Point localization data
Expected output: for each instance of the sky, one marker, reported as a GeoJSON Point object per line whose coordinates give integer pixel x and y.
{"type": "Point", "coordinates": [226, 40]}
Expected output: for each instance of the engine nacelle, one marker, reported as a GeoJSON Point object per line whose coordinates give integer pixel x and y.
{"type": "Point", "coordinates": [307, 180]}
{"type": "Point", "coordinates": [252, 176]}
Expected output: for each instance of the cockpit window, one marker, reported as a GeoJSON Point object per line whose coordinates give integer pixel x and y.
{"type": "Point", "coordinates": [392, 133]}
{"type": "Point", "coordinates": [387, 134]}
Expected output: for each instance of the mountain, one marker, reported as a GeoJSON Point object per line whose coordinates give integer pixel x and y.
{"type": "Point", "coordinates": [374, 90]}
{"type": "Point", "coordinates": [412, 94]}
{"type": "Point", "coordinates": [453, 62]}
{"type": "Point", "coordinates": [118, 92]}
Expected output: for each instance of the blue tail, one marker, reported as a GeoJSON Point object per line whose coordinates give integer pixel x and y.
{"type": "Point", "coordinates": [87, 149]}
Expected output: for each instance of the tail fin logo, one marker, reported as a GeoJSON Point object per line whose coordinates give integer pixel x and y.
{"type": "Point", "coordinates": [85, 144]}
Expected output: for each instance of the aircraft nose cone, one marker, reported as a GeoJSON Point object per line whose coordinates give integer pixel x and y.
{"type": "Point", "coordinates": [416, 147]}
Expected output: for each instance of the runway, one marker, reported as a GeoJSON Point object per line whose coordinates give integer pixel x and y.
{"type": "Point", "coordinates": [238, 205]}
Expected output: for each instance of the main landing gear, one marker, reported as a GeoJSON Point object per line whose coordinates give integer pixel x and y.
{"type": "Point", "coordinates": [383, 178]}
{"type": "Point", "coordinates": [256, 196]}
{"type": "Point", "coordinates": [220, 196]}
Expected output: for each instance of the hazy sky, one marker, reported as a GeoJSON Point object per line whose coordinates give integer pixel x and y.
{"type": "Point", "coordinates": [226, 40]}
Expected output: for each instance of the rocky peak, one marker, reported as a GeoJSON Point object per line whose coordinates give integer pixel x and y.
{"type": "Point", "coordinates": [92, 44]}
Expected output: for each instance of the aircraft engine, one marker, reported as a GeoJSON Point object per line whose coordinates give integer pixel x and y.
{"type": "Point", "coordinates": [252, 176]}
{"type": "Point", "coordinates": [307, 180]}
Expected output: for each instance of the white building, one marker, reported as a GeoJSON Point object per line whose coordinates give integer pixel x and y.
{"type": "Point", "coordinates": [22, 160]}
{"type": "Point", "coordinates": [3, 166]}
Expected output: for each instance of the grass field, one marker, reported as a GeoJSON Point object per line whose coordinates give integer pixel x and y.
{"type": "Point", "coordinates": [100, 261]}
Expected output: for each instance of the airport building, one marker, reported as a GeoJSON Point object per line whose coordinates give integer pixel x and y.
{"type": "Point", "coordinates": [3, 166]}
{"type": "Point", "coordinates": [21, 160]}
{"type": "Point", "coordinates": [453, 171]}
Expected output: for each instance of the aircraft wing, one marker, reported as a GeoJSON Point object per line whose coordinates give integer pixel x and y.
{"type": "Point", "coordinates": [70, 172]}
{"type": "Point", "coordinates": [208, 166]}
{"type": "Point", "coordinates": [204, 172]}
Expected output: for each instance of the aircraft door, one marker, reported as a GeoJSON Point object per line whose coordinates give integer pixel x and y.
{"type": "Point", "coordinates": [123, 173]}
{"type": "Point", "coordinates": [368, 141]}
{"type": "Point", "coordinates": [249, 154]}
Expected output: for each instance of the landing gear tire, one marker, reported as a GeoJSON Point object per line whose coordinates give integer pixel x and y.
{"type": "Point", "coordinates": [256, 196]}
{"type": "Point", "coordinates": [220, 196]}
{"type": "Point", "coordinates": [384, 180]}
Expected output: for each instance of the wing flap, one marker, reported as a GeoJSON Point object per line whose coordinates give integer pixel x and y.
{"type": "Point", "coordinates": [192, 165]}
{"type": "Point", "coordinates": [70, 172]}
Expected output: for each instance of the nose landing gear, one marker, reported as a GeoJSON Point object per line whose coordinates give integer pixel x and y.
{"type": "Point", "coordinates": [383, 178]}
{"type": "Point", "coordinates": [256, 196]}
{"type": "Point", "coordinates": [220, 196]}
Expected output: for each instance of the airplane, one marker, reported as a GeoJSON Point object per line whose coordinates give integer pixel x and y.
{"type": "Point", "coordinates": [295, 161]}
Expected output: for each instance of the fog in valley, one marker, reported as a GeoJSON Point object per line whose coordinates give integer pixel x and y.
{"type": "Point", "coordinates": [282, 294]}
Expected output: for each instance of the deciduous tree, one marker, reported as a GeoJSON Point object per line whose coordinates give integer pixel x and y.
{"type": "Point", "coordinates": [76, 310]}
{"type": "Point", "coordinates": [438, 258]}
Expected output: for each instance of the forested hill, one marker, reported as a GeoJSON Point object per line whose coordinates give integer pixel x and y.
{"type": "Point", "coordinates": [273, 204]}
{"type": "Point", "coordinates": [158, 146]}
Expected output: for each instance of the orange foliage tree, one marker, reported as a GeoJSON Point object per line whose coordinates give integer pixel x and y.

Your task ->
The records above are to be duplicated word for word.

Answer to the exercise ->
Expected output: for each instance of the sky, one marker, reported as a GeoJSON Point object per line whose coordinates give integer pixel x and y.
{"type": "Point", "coordinates": [226, 40]}
Expected output: for each instance of the engine nacelle, one marker, reported as a GeoJSON Point object per line whose coordinates give integer pixel x and y.
{"type": "Point", "coordinates": [307, 180]}
{"type": "Point", "coordinates": [252, 176]}
Expected output: for each instance of the cockpit window, one marker, reported as a GeoJSON Point object per line whose coordinates give integer pixel x and y.
{"type": "Point", "coordinates": [392, 133]}
{"type": "Point", "coordinates": [387, 134]}
Expected output: for each instance of the mountain, one marker, reported as a GeoJSON Point object per line whose coordinates give integer pixel x and y.
{"type": "Point", "coordinates": [374, 90]}
{"type": "Point", "coordinates": [412, 94]}
{"type": "Point", "coordinates": [453, 62]}
{"type": "Point", "coordinates": [118, 92]}
Expected output: for each instance of the blue tail, one marker, reported as a GeoJSON Point object per line whose coordinates give integer pixel x and y.
{"type": "Point", "coordinates": [87, 149]}
Expected output: for each instance of the tail fin logo, one marker, reported as a GeoJSON Point object per line whose coordinates give integer pixel x and y.
{"type": "Point", "coordinates": [85, 144]}
Expected output: for each instance of the aircraft nose cone, one marker, reported as a GeoJSON Point object per line whose coordinates give integer pixel x and y.
{"type": "Point", "coordinates": [416, 147]}
Expected output: for each instance of the runway, one marker, reported as a GeoJSON Point object per line whose coordinates give integer pixel x and y.
{"type": "Point", "coordinates": [238, 205]}
Expected output: for each instance of the main landing gear, one marker, reported as a GeoJSON Point object per line whose coordinates give integer pixel x and y.
{"type": "Point", "coordinates": [383, 178]}
{"type": "Point", "coordinates": [256, 196]}
{"type": "Point", "coordinates": [220, 196]}
Expected output: for each instance of the hazy sky, one marker, reported as a GeoJSON Point object per line whose coordinates give integer pixel x and y.
{"type": "Point", "coordinates": [226, 40]}
Expected output: for each instance of the rocky peak, one marker, reported as a GeoJSON Point object per line whose coordinates give integer pixel x and y.
{"type": "Point", "coordinates": [92, 44]}
Expected output: for each instance of the aircraft engine, one marker, reported as a GeoJSON Point object per line whose coordinates give integer pixel x and y.
{"type": "Point", "coordinates": [252, 176]}
{"type": "Point", "coordinates": [307, 180]}
Expected output: for each instance of the white building, one marker, reported as a GeoJSON Point object per line whose coordinates give integer pixel x and y.
{"type": "Point", "coordinates": [22, 160]}
{"type": "Point", "coordinates": [3, 166]}
Expected output: for each instance of the grass field, one marker, reported as a GeoJSON Point object per line whose coordinates give integer pixel x and y.
{"type": "Point", "coordinates": [100, 261]}
Expected output: for each instance of the airport building, one marker, reported as a GeoJSON Point object per line whose coordinates give integer pixel x and y.
{"type": "Point", "coordinates": [3, 166]}
{"type": "Point", "coordinates": [21, 160]}
{"type": "Point", "coordinates": [453, 171]}
Expected output: for each instance of the aircraft wing, one marker, reported as a GeoJSON Point object per line whose coordinates give integer pixel x and y.
{"type": "Point", "coordinates": [70, 172]}
{"type": "Point", "coordinates": [208, 166]}
{"type": "Point", "coordinates": [204, 172]}
Expected output: for each instance of the aircraft door, one marker, reported as a GeoJSON Point object per line whose coordinates give integer pixel x and y.
{"type": "Point", "coordinates": [123, 173]}
{"type": "Point", "coordinates": [368, 141]}
{"type": "Point", "coordinates": [249, 154]}
Expected output: for each instance of the landing gear tire, one marker, reported as a GeoJSON Point object per line whose coordinates give integer pixel x and y.
{"type": "Point", "coordinates": [256, 196]}
{"type": "Point", "coordinates": [220, 196]}
{"type": "Point", "coordinates": [384, 180]}
Expected output: for each instance of the wing flap, one marker, reported as a GeoJSON Point object per line whose coordinates give integer pixel x and y.
{"type": "Point", "coordinates": [192, 165]}
{"type": "Point", "coordinates": [70, 172]}
Expected output: for each instance of the nose landing gear, one marker, reported as a GeoJSON Point object per line whose coordinates give integer pixel x and y.
{"type": "Point", "coordinates": [383, 178]}
{"type": "Point", "coordinates": [256, 196]}
{"type": "Point", "coordinates": [220, 196]}
Expected output: for each instance of the airplane, one marker, reported as a GeoJSON Point object per line whose coordinates give integer pixel x and y.
{"type": "Point", "coordinates": [295, 161]}
Expected output: for each instance of the fog in valley, one marker, reported as a GeoJSON Point object per line whose coordinates give integer pixel x and y.
{"type": "Point", "coordinates": [282, 294]}
Expected output: for each instance of the deciduous tree, one marker, reported as a GeoJSON Point object per line whose coordinates give integer pixel x and y.
{"type": "Point", "coordinates": [76, 310]}
{"type": "Point", "coordinates": [438, 258]}
Expected output: for each instance of the forested hill, one marker, reported as a GeoJSON Point object per line whose coordinates give integer pixel x and y.
{"type": "Point", "coordinates": [273, 204]}
{"type": "Point", "coordinates": [158, 146]}
Expected output: for each instance of the orange foliage tree, one marker, reported as a GeoJSON Point object per line whose coordinates give integer pixel x and y.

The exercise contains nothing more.